STORED DATA: Begin

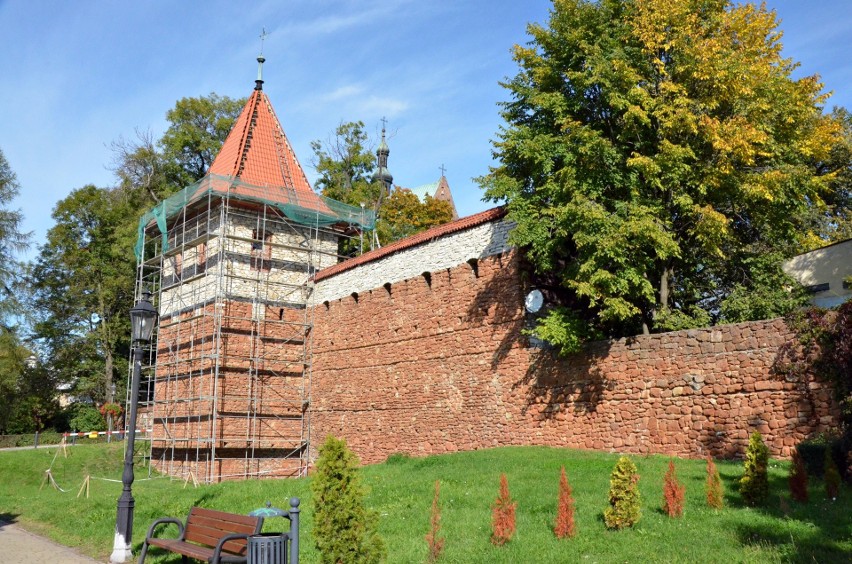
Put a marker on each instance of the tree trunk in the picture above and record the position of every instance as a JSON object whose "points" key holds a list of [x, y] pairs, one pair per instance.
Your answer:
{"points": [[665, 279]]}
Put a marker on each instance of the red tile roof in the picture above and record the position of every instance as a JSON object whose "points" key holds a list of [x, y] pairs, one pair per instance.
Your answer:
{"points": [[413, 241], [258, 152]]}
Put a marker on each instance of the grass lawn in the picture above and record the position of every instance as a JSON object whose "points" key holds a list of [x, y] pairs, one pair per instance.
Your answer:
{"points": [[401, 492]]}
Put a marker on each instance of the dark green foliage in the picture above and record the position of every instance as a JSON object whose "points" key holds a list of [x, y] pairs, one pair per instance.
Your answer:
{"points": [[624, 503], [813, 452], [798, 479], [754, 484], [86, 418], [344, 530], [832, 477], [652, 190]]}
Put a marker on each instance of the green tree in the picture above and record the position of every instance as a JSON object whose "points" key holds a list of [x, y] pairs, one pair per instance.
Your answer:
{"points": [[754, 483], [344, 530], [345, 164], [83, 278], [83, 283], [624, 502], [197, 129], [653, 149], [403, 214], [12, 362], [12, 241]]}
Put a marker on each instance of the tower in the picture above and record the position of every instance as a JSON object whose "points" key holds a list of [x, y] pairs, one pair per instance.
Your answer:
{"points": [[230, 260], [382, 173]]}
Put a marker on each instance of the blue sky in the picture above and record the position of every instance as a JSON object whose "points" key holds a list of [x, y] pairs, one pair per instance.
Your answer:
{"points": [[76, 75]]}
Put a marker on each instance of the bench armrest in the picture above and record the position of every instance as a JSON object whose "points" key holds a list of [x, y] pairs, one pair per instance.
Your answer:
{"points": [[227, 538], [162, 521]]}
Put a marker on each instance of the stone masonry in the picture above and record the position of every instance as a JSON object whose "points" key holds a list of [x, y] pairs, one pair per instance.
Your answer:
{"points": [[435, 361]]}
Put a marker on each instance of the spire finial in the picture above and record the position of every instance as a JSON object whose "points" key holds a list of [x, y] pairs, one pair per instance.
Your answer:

STORED DATA: End
STORED DATA: Begin

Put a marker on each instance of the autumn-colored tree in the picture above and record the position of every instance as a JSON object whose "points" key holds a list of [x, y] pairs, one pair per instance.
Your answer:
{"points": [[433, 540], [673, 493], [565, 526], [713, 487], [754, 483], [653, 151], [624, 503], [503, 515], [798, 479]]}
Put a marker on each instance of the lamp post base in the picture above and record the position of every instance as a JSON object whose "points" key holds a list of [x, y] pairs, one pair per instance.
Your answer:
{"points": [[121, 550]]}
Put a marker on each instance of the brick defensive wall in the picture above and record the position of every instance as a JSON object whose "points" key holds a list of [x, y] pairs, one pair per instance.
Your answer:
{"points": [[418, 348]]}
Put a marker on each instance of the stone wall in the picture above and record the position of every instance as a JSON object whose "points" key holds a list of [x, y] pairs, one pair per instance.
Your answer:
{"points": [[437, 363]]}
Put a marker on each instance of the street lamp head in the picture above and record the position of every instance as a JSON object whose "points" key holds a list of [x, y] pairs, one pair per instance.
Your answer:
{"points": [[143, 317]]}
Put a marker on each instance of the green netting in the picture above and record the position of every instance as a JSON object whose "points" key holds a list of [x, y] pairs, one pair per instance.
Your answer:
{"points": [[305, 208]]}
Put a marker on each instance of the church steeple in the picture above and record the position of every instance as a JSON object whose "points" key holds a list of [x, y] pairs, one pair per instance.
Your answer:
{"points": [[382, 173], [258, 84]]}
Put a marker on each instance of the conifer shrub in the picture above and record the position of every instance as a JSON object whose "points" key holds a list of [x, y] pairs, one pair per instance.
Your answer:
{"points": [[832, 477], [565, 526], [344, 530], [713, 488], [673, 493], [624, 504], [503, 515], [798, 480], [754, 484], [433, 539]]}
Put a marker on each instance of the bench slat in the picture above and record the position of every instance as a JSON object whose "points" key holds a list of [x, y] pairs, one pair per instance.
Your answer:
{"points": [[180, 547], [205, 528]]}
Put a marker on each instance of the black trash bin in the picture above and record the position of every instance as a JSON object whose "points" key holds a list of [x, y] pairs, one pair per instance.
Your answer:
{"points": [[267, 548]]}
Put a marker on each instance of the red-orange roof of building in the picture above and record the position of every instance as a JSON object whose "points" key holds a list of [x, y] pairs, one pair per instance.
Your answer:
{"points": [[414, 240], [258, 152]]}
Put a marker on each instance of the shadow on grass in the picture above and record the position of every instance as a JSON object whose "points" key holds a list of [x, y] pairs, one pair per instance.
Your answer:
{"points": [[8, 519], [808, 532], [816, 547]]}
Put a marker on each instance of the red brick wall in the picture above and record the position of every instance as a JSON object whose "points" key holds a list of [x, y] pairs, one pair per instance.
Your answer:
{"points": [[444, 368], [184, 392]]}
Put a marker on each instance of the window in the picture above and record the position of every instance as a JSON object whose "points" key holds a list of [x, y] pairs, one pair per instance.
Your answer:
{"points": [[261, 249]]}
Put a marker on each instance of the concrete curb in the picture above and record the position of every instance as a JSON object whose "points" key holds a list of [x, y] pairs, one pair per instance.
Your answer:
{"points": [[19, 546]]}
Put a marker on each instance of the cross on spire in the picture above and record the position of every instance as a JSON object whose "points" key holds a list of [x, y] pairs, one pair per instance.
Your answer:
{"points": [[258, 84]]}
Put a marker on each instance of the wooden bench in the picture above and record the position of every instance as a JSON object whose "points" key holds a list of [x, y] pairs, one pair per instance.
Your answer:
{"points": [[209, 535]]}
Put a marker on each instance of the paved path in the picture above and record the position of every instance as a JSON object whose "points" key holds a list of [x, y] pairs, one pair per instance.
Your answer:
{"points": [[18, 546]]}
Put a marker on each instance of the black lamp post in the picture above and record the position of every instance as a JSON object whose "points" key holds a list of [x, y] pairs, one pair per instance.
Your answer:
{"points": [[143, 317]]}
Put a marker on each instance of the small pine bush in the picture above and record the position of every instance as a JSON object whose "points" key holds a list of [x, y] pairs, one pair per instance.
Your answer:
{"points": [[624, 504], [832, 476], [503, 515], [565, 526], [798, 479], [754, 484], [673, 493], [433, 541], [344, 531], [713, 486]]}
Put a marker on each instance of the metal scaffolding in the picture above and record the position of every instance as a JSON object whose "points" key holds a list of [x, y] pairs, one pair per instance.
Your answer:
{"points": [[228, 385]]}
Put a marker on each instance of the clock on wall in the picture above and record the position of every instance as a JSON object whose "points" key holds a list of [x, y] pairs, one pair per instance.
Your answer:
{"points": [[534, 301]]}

STORED DATA: End
STORED DATA: Begin

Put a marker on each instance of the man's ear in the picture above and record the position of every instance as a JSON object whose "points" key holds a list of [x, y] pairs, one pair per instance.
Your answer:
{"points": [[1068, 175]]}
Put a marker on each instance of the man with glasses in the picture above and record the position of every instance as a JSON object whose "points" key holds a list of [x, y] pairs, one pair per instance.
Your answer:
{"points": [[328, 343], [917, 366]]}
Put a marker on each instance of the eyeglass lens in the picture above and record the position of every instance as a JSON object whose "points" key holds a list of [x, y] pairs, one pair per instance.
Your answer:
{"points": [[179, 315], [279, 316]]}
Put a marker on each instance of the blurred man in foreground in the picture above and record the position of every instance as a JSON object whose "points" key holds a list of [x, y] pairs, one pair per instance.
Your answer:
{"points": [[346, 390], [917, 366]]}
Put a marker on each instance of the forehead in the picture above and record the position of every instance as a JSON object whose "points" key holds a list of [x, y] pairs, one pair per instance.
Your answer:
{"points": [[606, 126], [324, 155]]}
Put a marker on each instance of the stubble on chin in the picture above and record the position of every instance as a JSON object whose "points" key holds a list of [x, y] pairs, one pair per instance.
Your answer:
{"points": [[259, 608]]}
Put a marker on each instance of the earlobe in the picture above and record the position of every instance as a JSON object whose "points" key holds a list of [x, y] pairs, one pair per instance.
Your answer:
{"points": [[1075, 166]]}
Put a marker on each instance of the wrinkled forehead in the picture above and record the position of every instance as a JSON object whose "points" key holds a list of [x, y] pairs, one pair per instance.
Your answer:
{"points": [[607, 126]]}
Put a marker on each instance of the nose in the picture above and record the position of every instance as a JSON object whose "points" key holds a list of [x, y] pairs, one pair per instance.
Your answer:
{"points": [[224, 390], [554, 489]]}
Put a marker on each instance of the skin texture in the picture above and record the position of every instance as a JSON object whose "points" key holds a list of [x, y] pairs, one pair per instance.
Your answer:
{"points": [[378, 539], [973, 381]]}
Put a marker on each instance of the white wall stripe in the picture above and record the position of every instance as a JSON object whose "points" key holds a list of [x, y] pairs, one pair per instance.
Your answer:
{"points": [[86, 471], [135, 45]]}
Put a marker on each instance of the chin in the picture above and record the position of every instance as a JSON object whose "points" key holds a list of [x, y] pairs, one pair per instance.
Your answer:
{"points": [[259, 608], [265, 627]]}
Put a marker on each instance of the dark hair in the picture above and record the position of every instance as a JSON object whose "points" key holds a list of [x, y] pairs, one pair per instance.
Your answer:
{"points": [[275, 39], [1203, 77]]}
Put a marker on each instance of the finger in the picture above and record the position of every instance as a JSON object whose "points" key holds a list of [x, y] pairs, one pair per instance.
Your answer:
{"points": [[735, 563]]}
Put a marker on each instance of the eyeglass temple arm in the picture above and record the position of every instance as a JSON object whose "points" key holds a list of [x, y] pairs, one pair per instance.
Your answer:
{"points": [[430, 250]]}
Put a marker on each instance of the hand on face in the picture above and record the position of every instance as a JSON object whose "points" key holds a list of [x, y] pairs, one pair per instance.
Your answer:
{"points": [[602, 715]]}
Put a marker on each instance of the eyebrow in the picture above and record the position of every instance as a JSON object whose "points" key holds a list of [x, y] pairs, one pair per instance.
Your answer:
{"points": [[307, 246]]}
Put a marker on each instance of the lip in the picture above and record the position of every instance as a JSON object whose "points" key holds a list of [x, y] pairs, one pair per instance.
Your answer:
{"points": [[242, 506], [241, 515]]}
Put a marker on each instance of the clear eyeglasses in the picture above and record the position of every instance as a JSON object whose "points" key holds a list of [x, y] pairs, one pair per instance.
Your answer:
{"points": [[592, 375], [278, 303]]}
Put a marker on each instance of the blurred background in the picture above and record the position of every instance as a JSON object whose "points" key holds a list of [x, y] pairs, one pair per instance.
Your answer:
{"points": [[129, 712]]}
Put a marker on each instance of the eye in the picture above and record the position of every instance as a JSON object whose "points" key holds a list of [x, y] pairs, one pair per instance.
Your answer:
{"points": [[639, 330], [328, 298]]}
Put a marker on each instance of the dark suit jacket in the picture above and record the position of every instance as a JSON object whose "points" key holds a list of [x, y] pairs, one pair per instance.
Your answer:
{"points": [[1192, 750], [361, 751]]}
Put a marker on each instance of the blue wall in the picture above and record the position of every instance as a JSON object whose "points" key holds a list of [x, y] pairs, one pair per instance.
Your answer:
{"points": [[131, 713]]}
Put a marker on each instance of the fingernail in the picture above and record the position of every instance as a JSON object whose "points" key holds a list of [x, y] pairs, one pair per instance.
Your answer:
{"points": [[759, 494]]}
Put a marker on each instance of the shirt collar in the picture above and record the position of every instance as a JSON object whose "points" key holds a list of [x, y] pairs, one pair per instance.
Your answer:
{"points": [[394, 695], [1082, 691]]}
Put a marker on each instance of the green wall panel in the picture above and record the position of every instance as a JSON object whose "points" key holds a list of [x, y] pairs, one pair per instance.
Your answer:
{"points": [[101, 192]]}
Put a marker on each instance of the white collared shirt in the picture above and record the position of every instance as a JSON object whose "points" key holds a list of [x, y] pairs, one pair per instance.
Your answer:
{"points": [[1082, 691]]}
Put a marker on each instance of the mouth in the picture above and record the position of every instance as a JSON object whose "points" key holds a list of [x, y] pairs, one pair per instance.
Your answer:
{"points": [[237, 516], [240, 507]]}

STORED DATA: End

**EXERCISE GOAL**
Find the line with "Put a marker on each instance of the green netting" in the entries above. Retype it and each line after it, exactly, through the line with "Put a marker on each instance of the bench slat", and stop there.

**WRITTEN RESPONSE**
Put a marker on each instance of the green netting in the picture above and record the position of every instance as a JSON object whose "points" key holds a list of [x, y] pairs, one pair per instance.
Your answer:
{"points": [[305, 208]]}
Put a marker on each instance of the church steeple in the picture above and record the position of every instance as a JSON object whose "points" key holds a list of [x, y] pairs, one pair per instance.
Your answer:
{"points": [[382, 173], [258, 84]]}
Put a marker on each instance of the conifer shrub in the picture above and record the position of every instance as a JSON object whose "points" key holds a list of [x, y] pairs, one pair per instance.
Your answer:
{"points": [[832, 477], [565, 526], [344, 530], [713, 488], [673, 493], [624, 504], [503, 515], [798, 480], [754, 484], [433, 539]]}
Put a marker on each instance of the bench slat in the picture above and record the position of every instance as a JSON object whose "points" key holds a list of [x, y] pairs, one pair per instance.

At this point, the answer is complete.